| Exercise requirements |
Print the entries below again exactly as they stand, but skip any picture.

......

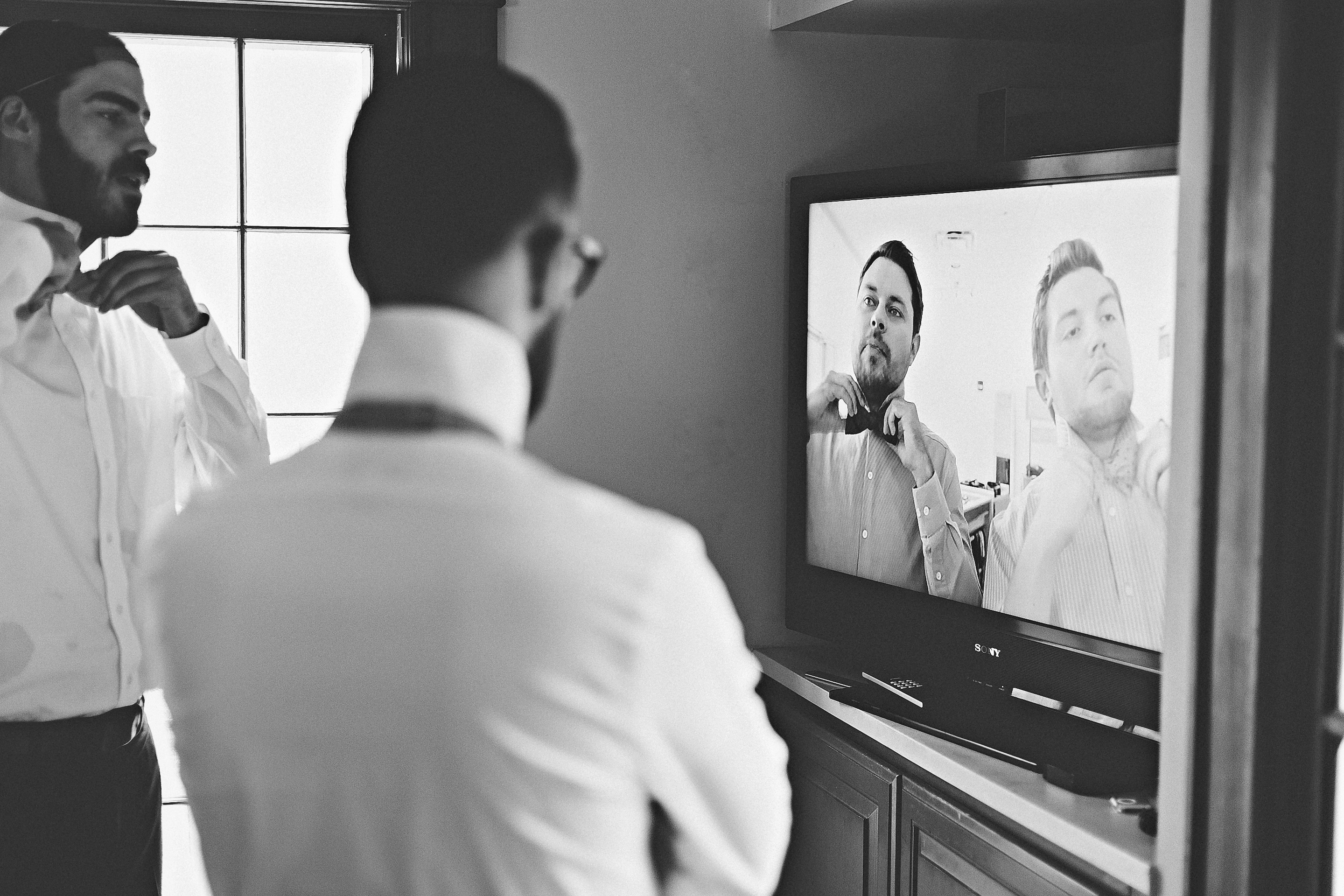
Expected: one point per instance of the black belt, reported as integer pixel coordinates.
(405, 417)
(104, 733)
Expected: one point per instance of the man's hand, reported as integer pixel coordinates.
(1155, 457)
(151, 284)
(65, 265)
(1066, 492)
(901, 418)
(822, 404)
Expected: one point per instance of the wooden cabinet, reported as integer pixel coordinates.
(845, 814)
(862, 826)
(946, 851)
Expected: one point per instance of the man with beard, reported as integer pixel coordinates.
(413, 658)
(118, 398)
(883, 495)
(1084, 546)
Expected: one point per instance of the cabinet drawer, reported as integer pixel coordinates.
(845, 814)
(945, 851)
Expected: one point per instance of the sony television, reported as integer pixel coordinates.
(980, 392)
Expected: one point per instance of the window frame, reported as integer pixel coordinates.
(1250, 681)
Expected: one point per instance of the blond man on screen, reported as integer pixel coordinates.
(1084, 546)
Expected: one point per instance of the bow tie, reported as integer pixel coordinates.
(862, 420)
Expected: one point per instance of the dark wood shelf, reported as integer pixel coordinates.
(1097, 22)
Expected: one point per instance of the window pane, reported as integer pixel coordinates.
(191, 85)
(306, 320)
(209, 260)
(300, 100)
(292, 434)
(1338, 875)
(185, 872)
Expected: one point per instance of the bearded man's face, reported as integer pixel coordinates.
(92, 163)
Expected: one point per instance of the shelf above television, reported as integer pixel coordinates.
(1097, 22)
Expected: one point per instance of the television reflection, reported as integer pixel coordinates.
(990, 383)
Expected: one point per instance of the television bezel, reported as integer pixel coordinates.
(898, 632)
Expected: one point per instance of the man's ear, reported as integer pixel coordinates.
(542, 242)
(17, 120)
(1043, 390)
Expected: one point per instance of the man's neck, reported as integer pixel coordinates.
(1104, 440)
(19, 181)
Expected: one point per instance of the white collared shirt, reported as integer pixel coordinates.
(1111, 581)
(105, 427)
(428, 664)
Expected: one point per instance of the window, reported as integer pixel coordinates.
(246, 193)
(252, 112)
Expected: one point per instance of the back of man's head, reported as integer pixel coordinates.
(444, 164)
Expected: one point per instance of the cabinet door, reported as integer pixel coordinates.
(949, 852)
(845, 812)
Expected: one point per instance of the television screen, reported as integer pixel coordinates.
(988, 394)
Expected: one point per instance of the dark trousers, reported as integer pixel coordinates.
(80, 808)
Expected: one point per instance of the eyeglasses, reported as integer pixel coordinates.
(592, 253)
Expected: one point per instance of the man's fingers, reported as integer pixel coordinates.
(131, 289)
(111, 276)
(132, 297)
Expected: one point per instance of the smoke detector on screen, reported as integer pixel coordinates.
(956, 241)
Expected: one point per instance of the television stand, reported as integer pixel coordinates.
(1073, 753)
(881, 806)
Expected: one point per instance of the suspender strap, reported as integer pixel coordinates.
(405, 417)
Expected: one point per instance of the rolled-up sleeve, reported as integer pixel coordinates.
(222, 429)
(711, 758)
(949, 565)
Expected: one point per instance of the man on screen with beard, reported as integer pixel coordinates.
(1084, 546)
(883, 495)
(118, 398)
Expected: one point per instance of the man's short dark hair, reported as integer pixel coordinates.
(39, 58)
(897, 252)
(1068, 259)
(445, 161)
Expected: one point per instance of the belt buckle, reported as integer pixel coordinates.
(115, 736)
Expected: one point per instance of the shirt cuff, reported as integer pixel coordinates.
(932, 507)
(193, 351)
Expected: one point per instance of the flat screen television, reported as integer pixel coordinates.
(980, 383)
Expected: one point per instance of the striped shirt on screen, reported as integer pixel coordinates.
(866, 516)
(1111, 580)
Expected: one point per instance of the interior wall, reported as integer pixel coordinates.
(691, 116)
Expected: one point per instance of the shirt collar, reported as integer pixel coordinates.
(456, 359)
(1121, 464)
(14, 210)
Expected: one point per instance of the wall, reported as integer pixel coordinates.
(691, 116)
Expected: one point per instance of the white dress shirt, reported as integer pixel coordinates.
(105, 427)
(1111, 581)
(868, 518)
(428, 664)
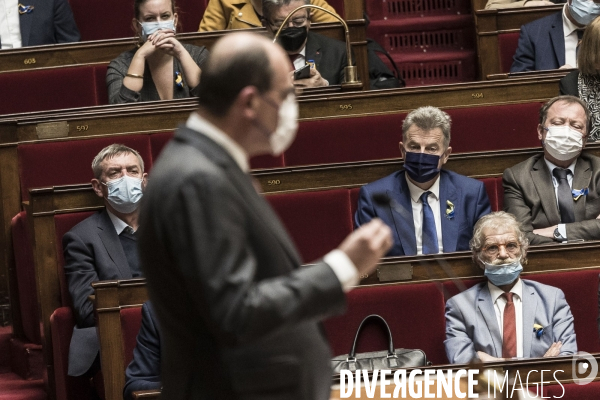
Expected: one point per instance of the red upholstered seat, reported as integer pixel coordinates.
(69, 162)
(62, 322)
(316, 221)
(131, 321)
(63, 223)
(510, 126)
(415, 314)
(507, 46)
(48, 89)
(346, 139)
(25, 272)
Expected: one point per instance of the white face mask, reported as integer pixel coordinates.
(148, 28)
(563, 142)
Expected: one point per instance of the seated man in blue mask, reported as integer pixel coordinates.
(103, 246)
(506, 316)
(430, 210)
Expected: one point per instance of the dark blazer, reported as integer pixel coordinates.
(568, 84)
(238, 316)
(329, 56)
(529, 195)
(143, 372)
(51, 21)
(541, 45)
(92, 252)
(471, 323)
(468, 195)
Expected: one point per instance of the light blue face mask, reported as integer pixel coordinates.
(124, 194)
(148, 28)
(584, 11)
(503, 274)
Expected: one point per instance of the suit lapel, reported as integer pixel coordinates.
(542, 181)
(403, 218)
(112, 244)
(448, 192)
(582, 179)
(529, 304)
(485, 307)
(557, 39)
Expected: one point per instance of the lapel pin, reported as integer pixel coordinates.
(539, 330)
(25, 9)
(449, 209)
(578, 193)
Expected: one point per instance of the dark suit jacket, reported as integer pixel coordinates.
(468, 196)
(471, 323)
(143, 372)
(239, 318)
(51, 21)
(529, 195)
(541, 45)
(329, 56)
(92, 252)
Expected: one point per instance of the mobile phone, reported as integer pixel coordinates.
(302, 72)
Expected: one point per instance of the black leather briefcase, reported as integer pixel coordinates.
(386, 359)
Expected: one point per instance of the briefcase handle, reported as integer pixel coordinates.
(391, 353)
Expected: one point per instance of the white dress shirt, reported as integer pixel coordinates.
(434, 202)
(500, 304)
(10, 28)
(561, 227)
(340, 263)
(570, 32)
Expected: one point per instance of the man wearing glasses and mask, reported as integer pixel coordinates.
(103, 246)
(302, 46)
(555, 195)
(505, 316)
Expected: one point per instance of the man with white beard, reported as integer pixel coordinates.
(505, 316)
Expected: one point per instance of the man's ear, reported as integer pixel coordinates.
(97, 186)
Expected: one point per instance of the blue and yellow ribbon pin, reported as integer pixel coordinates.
(449, 209)
(25, 9)
(578, 193)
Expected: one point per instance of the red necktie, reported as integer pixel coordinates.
(509, 333)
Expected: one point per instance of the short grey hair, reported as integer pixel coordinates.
(112, 151)
(495, 220)
(428, 118)
(271, 6)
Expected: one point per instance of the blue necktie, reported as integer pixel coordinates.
(429, 241)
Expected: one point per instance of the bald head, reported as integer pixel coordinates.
(236, 61)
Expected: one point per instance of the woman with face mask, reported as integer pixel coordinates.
(160, 68)
(585, 82)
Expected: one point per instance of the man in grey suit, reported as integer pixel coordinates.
(506, 316)
(239, 317)
(556, 196)
(103, 246)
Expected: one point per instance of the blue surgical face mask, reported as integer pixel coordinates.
(124, 194)
(503, 274)
(421, 167)
(148, 28)
(584, 11)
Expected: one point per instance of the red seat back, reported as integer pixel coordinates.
(415, 314)
(316, 221)
(69, 162)
(131, 321)
(507, 47)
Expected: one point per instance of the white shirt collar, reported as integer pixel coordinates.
(568, 26)
(118, 223)
(551, 166)
(201, 125)
(416, 192)
(496, 292)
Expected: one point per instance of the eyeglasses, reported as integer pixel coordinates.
(493, 249)
(296, 22)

......

| Written solution |
Expected: one point per instance of the black belt, reported as integer pixel coordinates.
(405, 417)
(104, 733)
Expected: one point per instance of the man's hand, reported as integer pixel coordinates.
(1155, 457)
(151, 284)
(65, 265)
(1066, 492)
(901, 418)
(822, 404)
Expected: one point per instance of the wooden cabinet, reported as integer pixel coordinates.
(845, 814)
(862, 826)
(946, 851)
Expected: one point per instance of the man with beard, reported as integer pixel coordinates.
(413, 658)
(118, 398)
(883, 495)
(1084, 546)
Expected: one point per instance of the cabinet drawer, reported as integer pixel coordinates.
(845, 814)
(945, 851)
Expected: one point per instance of the sony television, reported as integer pixel coordinates.
(980, 392)
Expected: one point per instance of the window frame, reported as integer pixel coordinates.
(1250, 681)
Expected: one point per instance of the blond man on screen, reported as integer pixel coordinates.
(1084, 546)
Expected: one point per instance of the bow tie, reported as integer pixel coordinates.
(862, 420)
Expected: one point per instance of the dark wood shelf, reported as integer pixel coordinates.
(1097, 22)
Expected: one point per instance of the window pane, reported as integer pixel coordinates.
(191, 85)
(306, 320)
(209, 260)
(300, 100)
(292, 434)
(1338, 875)
(185, 872)
Expected: one point per instance of the bearded man's face, reported as integer pixel coordinates.
(92, 163)
Expected: one point per instance of the shelf above television, reported as integer pixel coordinates.
(1097, 22)
Expected: one point per instance of the television reflection, reported as integer pixel coordinates.
(990, 383)
Expected: one point per instance of the television bezel, reported as integer pixel coordinates.
(898, 632)
Expected: one point per instance of the man's ear, reported as integer pixel coordinates.
(542, 242)
(17, 120)
(1043, 390)
Expected: one point per instance of the man's neck, reported as integer pixel coordinates.
(1104, 440)
(19, 181)
Expected: one point per instance of the white collared shirt, reported as integer pixel coordinates.
(1111, 581)
(105, 427)
(428, 664)
Expected: one point per instance of the window, reported as integer pixel coordinates.
(246, 193)
(252, 112)
Expected: one point per instance of the back of man's head, reported as integer pixel coordinates.
(444, 164)
Expected: one point per instance of the cabinet door, reported as integer pixel coordinates.
(949, 852)
(845, 812)
Expected: one point per instance of the television screen, reported as integer pixel coordinates.
(988, 394)
Expected: one point per instance of the dark trousers, reported as integer pixel coordinates.
(80, 808)
Expected: one point per instance of the eyeglasses, reported as integer pixel coordinates.
(592, 253)
Expected: one point per instance of the man's fingers, reported as integer pixel coordinates.
(131, 289)
(111, 276)
(132, 297)
Expected: one point per instance of the smoke detector on screen, reported as integer pixel coordinates.
(956, 241)
Expected: one point per instance of the television stand, reported as integer pixel coordinates.
(1073, 753)
(881, 806)
Expected: one point per instance of the suspender strap, reported as integer pixel coordinates.
(405, 417)
Expected: one point per instance of the rolled-up sleeve, reported as integer pixel coordinates.
(222, 429)
(711, 758)
(949, 565)
Expected: one point per instance of the man on screen with beard, reported as integer pixel coordinates.
(1084, 546)
(883, 495)
(118, 398)
Expected: one point per instance of the man's short dark hair, reported as integer pixel coordinates.
(39, 58)
(897, 252)
(1068, 259)
(445, 161)
Expected: one point per instance of the belt buckle, reported as integer pixel coordinates.
(115, 736)
Expected: one point per instance of the shirt cuff, reported as integer pixel coordinates.
(932, 507)
(193, 351)
Expected: one point per instance of the flat screen television, reported as integer pixel coordinates.
(980, 383)
Expected: one point per instance of the striped shirt on screen, reported as integer pixel coordinates.
(866, 516)
(1111, 580)
Expected: one point per instance of the interior wall, reported as integer pixel coordinates.
(691, 116)
Expected: one point per instance of the shirt collar, reported as integer pixel coordinates.
(456, 359)
(1121, 464)
(14, 210)
Expected: one point per instance of the wall, reported as integer pixel coordinates.
(691, 116)
Expected: one point per instance of the white dress shirt, reported as integer pixel coordinates.
(105, 427)
(1111, 581)
(868, 518)
(428, 664)
Expected: one point per instance of the red upholstered seat, reported as integer pixel coordinates.
(69, 162)
(62, 322)
(316, 221)
(131, 321)
(63, 223)
(510, 126)
(415, 314)
(507, 46)
(48, 89)
(346, 139)
(25, 272)
Expected: one point per instance of the white face mask, reported as integer pixel coordinates.
(148, 28)
(563, 142)
Expected: one point per instance of the seated man in blue mask, reported as integer pixel coordinates.
(103, 246)
(506, 316)
(430, 210)
Expected: one point per instance of the dark blazer, reported as integer pixel coordinates.
(568, 84)
(238, 316)
(329, 56)
(529, 195)
(143, 372)
(51, 21)
(541, 45)
(92, 252)
(471, 323)
(468, 195)
Expected: one point per instance of the light blue face mask, reported as integer pixel coordinates.
(124, 194)
(148, 28)
(584, 11)
(503, 274)
Expected: one point per instance of the suit lapel, reported as integer pixel coordinates.
(542, 181)
(403, 218)
(112, 244)
(448, 192)
(582, 179)
(529, 304)
(485, 307)
(557, 39)
Expected: one point per instance of the lapel pin, reported as integer pixel coordinates.
(539, 330)
(25, 9)
(449, 209)
(578, 193)
Expected: one point per instance of the dark suit jacket, reported as integer pixel coordinates.
(468, 196)
(471, 323)
(143, 372)
(239, 318)
(51, 21)
(529, 195)
(541, 45)
(329, 56)
(92, 252)
Expected: one point per instance of the mobile phone, reported as integer pixel coordinates.
(302, 72)
Expected: one point per instance of the black leather briefcase, reported as integer pixel coordinates.
(386, 359)
Expected: one point per instance of the briefcase handle, reported as integer pixel coordinates.
(391, 353)
Expected: one point per instance of the white dress shirt, reported as integer pixel coordinates.
(434, 202)
(500, 304)
(10, 28)
(561, 227)
(340, 263)
(570, 32)
Expected: one point per instance of the man wearing glasses and mask, reported as integer pixel coordinates.
(103, 246)
(302, 46)
(555, 195)
(505, 316)
Expected: one point per instance of the man with white beard, reported as integer pixel coordinates.
(505, 316)
Expected: one point per instance of the man's ear, reported as integer pixel coordinates.
(97, 186)
Expected: one point per instance of the blue and yellow ribbon pin, reported as integer pixel coordinates.
(449, 209)
(25, 9)
(578, 193)
Expected: one point per instance of the red necktie, reported as integer pixel coordinates.
(509, 333)
Expected: one point per instance of the short grey hair, reported as integer pixel coordinates.
(112, 151)
(495, 220)
(428, 118)
(271, 6)
Expected: one point per instance of the blue necktie, reported as integer pixel coordinates.
(429, 241)
Expected: one point per instance of the bald head, reported as integer pixel coordinates.
(236, 61)
Expected: one point per instance of the woman with face mask, reported as integer pixel coordinates.
(160, 68)
(585, 82)
Expected: one point per instance of the man in grey suit, reported as integer pixel coordinates.
(506, 316)
(239, 317)
(556, 196)
(103, 246)
Expected: one point per instance of the blue surgical face mask, reported as integer pixel coordinates.
(124, 194)
(503, 274)
(421, 167)
(148, 28)
(584, 11)
Expected: one point per instance of the red seat back, reported as integer pixel coordinates.
(415, 314)
(316, 221)
(69, 162)
(131, 321)
(507, 47)
Expected: one point per instance of the white shirt collar, reported as integer pixel coordinates.
(568, 26)
(118, 223)
(551, 166)
(201, 125)
(416, 192)
(496, 292)
Expected: one point per instance of the eyeglasses, reported as integer pixel coordinates.
(493, 249)
(296, 22)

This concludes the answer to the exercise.